*** Opening of Data shown ***
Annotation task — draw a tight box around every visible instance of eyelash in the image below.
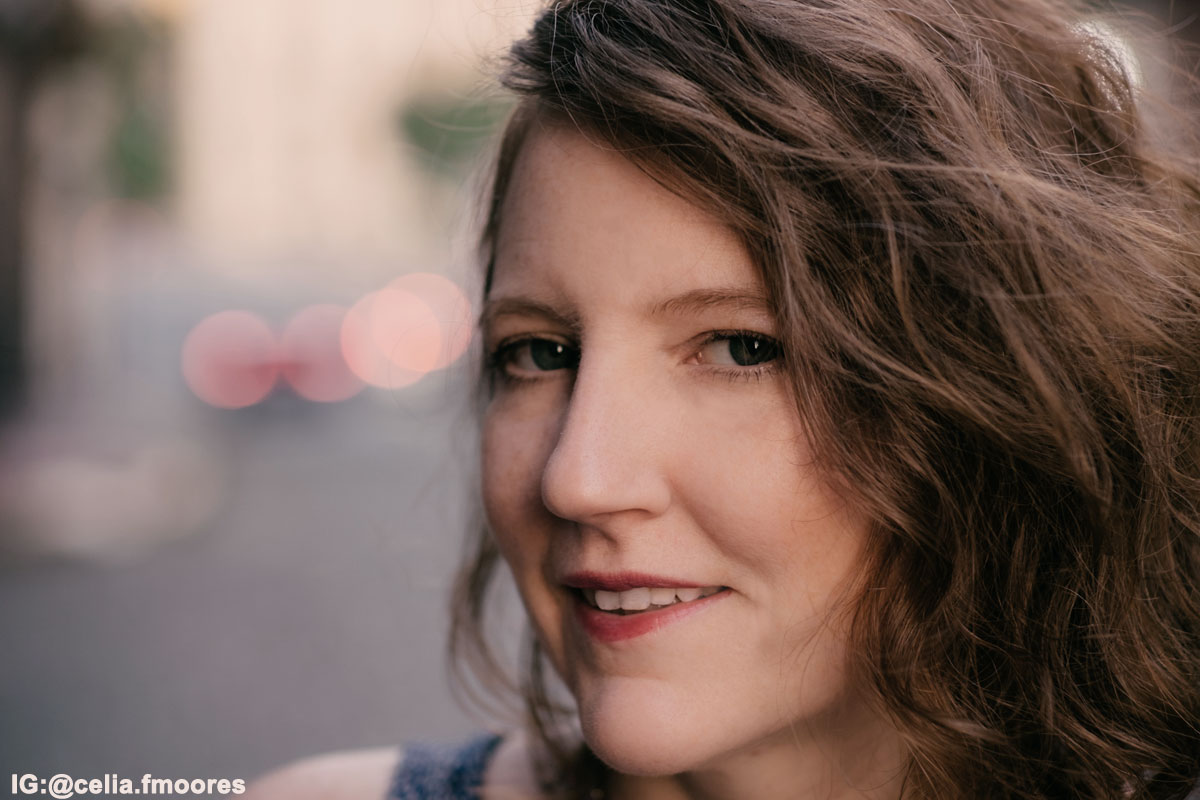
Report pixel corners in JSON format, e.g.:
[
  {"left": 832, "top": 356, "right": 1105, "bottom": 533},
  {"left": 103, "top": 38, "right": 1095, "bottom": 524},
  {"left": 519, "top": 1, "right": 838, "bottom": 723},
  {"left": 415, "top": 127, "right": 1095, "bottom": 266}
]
[
  {"left": 697, "top": 330, "right": 784, "bottom": 382},
  {"left": 485, "top": 330, "right": 783, "bottom": 386}
]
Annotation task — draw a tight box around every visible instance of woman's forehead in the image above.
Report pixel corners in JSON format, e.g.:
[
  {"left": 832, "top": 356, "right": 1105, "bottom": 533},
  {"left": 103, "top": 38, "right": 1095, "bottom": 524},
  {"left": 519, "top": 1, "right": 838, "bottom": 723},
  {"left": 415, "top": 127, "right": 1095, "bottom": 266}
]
[
  {"left": 497, "top": 124, "right": 726, "bottom": 241},
  {"left": 490, "top": 125, "right": 762, "bottom": 304}
]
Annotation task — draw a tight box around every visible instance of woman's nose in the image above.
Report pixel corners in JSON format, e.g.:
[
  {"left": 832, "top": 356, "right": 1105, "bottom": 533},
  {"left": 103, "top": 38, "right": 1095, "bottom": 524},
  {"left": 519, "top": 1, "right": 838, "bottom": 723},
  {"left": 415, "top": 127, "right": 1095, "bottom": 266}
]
[{"left": 539, "top": 358, "right": 673, "bottom": 526}]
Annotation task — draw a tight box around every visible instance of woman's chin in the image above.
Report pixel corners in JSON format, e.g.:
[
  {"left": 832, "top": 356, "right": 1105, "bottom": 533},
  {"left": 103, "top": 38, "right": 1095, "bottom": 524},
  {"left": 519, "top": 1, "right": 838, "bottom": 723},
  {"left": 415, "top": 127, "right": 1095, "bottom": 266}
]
[
  {"left": 583, "top": 726, "right": 702, "bottom": 777},
  {"left": 575, "top": 685, "right": 725, "bottom": 777}
]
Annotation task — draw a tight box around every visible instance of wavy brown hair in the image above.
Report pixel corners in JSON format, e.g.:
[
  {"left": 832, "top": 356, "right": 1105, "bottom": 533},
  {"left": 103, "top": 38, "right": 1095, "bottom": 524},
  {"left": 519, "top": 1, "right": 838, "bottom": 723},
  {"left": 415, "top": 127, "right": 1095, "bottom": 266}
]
[{"left": 450, "top": 0, "right": 1200, "bottom": 797}]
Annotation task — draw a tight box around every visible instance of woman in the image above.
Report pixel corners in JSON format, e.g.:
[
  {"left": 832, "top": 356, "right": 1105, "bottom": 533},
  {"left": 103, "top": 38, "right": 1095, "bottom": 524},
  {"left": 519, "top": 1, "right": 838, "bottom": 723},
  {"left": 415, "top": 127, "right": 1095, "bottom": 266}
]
[{"left": 249, "top": 0, "right": 1200, "bottom": 797}]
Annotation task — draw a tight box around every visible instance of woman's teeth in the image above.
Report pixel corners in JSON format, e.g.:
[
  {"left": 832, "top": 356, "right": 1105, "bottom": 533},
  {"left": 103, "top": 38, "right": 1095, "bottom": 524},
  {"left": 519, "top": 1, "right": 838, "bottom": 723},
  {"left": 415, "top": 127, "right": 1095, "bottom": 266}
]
[{"left": 581, "top": 586, "right": 722, "bottom": 613}]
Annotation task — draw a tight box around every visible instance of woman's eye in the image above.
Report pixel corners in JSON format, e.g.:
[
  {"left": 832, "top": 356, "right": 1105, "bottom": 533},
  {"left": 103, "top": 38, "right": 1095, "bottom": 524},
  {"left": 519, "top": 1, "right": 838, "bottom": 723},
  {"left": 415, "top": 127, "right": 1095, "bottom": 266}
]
[
  {"left": 494, "top": 338, "right": 580, "bottom": 375},
  {"left": 697, "top": 333, "right": 781, "bottom": 367}
]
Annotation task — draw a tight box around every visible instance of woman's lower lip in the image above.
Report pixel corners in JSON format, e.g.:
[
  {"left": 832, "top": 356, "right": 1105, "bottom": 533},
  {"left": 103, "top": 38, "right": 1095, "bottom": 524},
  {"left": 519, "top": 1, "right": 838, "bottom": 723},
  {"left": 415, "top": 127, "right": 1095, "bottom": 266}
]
[{"left": 572, "top": 589, "right": 729, "bottom": 643}]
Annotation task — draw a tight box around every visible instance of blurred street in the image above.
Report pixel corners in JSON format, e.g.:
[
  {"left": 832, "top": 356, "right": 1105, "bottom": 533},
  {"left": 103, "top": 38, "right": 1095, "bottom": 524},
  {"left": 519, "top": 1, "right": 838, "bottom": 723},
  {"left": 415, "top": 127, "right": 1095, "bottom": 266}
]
[{"left": 0, "top": 360, "right": 520, "bottom": 782}]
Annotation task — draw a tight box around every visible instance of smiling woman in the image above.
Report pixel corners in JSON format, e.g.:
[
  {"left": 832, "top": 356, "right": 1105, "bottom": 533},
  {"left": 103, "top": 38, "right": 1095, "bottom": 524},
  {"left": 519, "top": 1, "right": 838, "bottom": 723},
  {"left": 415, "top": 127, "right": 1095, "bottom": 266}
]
[
  {"left": 479, "top": 124, "right": 895, "bottom": 792},
  {"left": 245, "top": 0, "right": 1200, "bottom": 798}
]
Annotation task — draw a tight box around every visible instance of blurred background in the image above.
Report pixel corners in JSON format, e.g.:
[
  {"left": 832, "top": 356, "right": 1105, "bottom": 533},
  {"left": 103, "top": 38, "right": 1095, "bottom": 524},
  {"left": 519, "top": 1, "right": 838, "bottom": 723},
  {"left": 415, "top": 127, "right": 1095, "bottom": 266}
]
[
  {"left": 0, "top": 0, "right": 534, "bottom": 784},
  {"left": 0, "top": 0, "right": 1195, "bottom": 789}
]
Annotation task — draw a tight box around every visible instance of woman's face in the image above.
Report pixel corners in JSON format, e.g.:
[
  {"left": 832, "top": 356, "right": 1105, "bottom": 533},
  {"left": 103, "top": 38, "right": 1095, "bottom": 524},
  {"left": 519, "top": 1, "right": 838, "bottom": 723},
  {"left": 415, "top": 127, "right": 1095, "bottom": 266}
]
[{"left": 482, "top": 124, "right": 883, "bottom": 781}]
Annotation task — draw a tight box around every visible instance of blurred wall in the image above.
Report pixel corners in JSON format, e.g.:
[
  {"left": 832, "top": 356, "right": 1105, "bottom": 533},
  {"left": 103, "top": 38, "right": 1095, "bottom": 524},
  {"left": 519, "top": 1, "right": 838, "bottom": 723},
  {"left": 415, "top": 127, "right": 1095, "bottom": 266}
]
[{"left": 174, "top": 0, "right": 528, "bottom": 284}]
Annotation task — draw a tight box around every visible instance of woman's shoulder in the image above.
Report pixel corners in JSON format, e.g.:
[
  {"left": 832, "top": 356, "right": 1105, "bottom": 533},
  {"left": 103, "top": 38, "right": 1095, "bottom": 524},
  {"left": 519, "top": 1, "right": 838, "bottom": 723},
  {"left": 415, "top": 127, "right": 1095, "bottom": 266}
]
[
  {"left": 242, "top": 731, "right": 542, "bottom": 800},
  {"left": 240, "top": 746, "right": 400, "bottom": 800}
]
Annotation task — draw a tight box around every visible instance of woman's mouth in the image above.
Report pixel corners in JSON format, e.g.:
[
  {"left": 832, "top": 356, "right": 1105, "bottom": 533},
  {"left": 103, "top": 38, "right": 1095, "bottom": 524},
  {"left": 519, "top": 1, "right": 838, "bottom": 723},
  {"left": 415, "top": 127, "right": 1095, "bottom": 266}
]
[
  {"left": 579, "top": 585, "right": 724, "bottom": 614},
  {"left": 570, "top": 585, "right": 730, "bottom": 642}
]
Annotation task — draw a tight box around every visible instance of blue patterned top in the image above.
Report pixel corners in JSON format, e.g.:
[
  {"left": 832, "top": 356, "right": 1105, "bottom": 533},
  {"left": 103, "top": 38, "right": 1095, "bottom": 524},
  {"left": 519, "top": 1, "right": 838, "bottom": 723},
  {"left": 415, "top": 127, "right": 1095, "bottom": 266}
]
[{"left": 388, "top": 733, "right": 504, "bottom": 799}]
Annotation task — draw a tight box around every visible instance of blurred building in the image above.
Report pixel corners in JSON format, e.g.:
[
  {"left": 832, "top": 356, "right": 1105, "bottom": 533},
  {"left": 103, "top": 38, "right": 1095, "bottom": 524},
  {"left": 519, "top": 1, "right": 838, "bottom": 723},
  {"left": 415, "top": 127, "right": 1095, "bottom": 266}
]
[
  {"left": 20, "top": 0, "right": 532, "bottom": 412},
  {"left": 172, "top": 0, "right": 530, "bottom": 285}
]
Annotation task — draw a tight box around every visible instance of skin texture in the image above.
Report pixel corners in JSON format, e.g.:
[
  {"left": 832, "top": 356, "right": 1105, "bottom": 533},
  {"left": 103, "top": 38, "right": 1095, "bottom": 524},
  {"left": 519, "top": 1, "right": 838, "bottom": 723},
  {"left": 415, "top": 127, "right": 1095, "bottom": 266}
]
[{"left": 481, "top": 123, "right": 907, "bottom": 800}]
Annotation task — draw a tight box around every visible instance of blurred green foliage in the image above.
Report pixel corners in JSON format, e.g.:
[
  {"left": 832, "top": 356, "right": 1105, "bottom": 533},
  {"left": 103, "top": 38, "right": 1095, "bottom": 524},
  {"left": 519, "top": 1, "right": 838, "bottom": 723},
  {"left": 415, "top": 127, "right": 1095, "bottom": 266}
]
[
  {"left": 398, "top": 94, "right": 513, "bottom": 178},
  {"left": 97, "top": 11, "right": 170, "bottom": 199},
  {"left": 109, "top": 100, "right": 167, "bottom": 199}
]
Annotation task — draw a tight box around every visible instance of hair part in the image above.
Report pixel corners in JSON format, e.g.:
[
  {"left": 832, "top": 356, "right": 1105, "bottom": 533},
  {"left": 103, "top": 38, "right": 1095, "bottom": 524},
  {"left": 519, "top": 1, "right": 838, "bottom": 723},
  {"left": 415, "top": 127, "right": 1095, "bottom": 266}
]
[{"left": 453, "top": 1, "right": 1200, "bottom": 797}]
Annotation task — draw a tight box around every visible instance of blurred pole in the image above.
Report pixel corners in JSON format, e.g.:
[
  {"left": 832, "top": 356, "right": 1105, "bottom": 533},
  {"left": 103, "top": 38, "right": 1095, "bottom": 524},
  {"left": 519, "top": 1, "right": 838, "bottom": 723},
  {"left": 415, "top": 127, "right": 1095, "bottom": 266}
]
[{"left": 0, "top": 0, "right": 83, "bottom": 420}]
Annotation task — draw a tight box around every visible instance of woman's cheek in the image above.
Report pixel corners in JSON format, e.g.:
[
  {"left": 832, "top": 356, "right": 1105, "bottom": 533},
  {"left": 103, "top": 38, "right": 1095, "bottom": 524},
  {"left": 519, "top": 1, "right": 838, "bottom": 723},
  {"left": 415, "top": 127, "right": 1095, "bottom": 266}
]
[{"left": 482, "top": 403, "right": 553, "bottom": 572}]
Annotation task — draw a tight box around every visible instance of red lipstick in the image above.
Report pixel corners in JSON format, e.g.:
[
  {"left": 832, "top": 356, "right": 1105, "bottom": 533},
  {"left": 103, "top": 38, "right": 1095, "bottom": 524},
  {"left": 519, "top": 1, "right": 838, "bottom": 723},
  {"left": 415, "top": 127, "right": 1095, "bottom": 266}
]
[
  {"left": 573, "top": 590, "right": 727, "bottom": 642},
  {"left": 562, "top": 572, "right": 730, "bottom": 643}
]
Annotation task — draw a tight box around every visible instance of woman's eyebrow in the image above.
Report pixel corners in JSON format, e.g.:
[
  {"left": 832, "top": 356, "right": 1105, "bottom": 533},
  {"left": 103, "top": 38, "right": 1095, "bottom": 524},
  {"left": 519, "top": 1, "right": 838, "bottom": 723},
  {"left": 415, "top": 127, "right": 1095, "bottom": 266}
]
[
  {"left": 478, "top": 296, "right": 582, "bottom": 332},
  {"left": 649, "top": 288, "right": 771, "bottom": 318}
]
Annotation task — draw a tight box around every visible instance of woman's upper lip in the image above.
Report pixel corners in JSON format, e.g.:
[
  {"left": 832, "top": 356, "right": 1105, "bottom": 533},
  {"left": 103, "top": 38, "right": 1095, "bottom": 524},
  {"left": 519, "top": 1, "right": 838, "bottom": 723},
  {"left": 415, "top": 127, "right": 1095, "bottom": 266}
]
[{"left": 560, "top": 570, "right": 717, "bottom": 591}]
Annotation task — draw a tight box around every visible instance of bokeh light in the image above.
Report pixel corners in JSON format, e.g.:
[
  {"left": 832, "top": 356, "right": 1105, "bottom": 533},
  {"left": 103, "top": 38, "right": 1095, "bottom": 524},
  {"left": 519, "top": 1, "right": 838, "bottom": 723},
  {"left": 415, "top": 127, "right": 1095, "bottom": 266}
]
[
  {"left": 279, "top": 304, "right": 364, "bottom": 403},
  {"left": 338, "top": 274, "right": 474, "bottom": 390},
  {"left": 340, "top": 290, "right": 434, "bottom": 389},
  {"left": 181, "top": 311, "right": 279, "bottom": 408},
  {"left": 369, "top": 285, "right": 444, "bottom": 374},
  {"left": 389, "top": 272, "right": 473, "bottom": 370}
]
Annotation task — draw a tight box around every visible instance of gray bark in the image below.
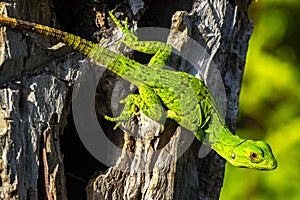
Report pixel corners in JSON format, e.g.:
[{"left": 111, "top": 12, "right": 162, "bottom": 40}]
[{"left": 0, "top": 0, "right": 253, "bottom": 199}]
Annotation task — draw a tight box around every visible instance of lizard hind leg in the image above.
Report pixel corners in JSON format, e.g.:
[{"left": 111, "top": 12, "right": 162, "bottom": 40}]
[
  {"left": 117, "top": 39, "right": 172, "bottom": 68},
  {"left": 108, "top": 11, "right": 172, "bottom": 69}
]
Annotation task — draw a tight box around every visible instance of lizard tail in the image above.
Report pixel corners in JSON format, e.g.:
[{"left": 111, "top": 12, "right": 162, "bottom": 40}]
[
  {"left": 0, "top": 15, "right": 136, "bottom": 76},
  {"left": 0, "top": 15, "right": 96, "bottom": 56}
]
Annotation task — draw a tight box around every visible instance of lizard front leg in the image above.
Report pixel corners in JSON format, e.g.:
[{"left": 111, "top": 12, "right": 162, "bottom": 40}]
[
  {"left": 104, "top": 94, "right": 139, "bottom": 130},
  {"left": 104, "top": 85, "right": 166, "bottom": 130}
]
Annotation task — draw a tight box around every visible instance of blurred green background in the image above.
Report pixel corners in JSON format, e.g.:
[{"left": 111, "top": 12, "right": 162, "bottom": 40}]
[{"left": 220, "top": 0, "right": 300, "bottom": 199}]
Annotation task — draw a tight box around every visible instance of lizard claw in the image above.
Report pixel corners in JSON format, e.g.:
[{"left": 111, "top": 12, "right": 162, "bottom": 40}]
[
  {"left": 124, "top": 17, "right": 129, "bottom": 30},
  {"left": 160, "top": 125, "right": 165, "bottom": 132},
  {"left": 104, "top": 114, "right": 132, "bottom": 130},
  {"left": 103, "top": 114, "right": 115, "bottom": 122},
  {"left": 115, "top": 40, "right": 125, "bottom": 45},
  {"left": 114, "top": 40, "right": 125, "bottom": 49},
  {"left": 113, "top": 122, "right": 122, "bottom": 130}
]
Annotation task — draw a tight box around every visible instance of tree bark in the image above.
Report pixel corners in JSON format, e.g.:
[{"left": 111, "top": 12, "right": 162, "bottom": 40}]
[{"left": 0, "top": 0, "right": 253, "bottom": 199}]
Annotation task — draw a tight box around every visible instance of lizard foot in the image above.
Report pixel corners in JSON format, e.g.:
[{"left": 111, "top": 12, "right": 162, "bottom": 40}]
[
  {"left": 104, "top": 114, "right": 133, "bottom": 130},
  {"left": 104, "top": 94, "right": 140, "bottom": 130},
  {"left": 108, "top": 10, "right": 138, "bottom": 42}
]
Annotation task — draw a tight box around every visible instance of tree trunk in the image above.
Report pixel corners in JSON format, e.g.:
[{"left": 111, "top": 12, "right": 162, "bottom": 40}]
[{"left": 0, "top": 0, "right": 253, "bottom": 199}]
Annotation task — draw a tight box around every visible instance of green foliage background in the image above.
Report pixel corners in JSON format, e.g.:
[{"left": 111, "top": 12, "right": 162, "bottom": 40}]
[{"left": 220, "top": 0, "right": 300, "bottom": 199}]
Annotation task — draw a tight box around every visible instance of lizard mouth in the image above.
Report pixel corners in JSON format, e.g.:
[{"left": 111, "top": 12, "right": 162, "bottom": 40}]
[{"left": 264, "top": 158, "right": 277, "bottom": 170}]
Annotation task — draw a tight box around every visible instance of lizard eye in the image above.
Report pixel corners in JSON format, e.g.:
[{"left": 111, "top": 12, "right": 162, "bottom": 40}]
[
  {"left": 231, "top": 152, "right": 236, "bottom": 160},
  {"left": 249, "top": 152, "right": 260, "bottom": 162},
  {"left": 250, "top": 152, "right": 258, "bottom": 159}
]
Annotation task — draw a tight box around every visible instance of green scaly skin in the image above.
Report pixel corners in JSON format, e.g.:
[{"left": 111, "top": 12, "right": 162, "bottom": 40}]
[{"left": 0, "top": 11, "right": 277, "bottom": 170}]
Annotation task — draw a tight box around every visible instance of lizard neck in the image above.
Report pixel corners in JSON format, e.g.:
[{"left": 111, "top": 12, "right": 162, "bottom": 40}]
[
  {"left": 211, "top": 126, "right": 245, "bottom": 161},
  {"left": 202, "top": 112, "right": 245, "bottom": 161}
]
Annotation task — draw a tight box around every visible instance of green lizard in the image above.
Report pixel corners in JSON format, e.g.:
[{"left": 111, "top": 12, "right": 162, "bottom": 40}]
[{"left": 0, "top": 11, "right": 277, "bottom": 170}]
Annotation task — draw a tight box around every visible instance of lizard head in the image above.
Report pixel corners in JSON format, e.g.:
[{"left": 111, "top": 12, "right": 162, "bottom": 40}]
*** Close of Data shown ***
Problem statement:
Copy out every line of the data that includes "mouth".

Answer to this exercise:
Annotation task — draw a tight box around every visible instance of woman's mouth in the image above.
Annotation task — draw a tight box around every visible instance of lizard mouth in the image above.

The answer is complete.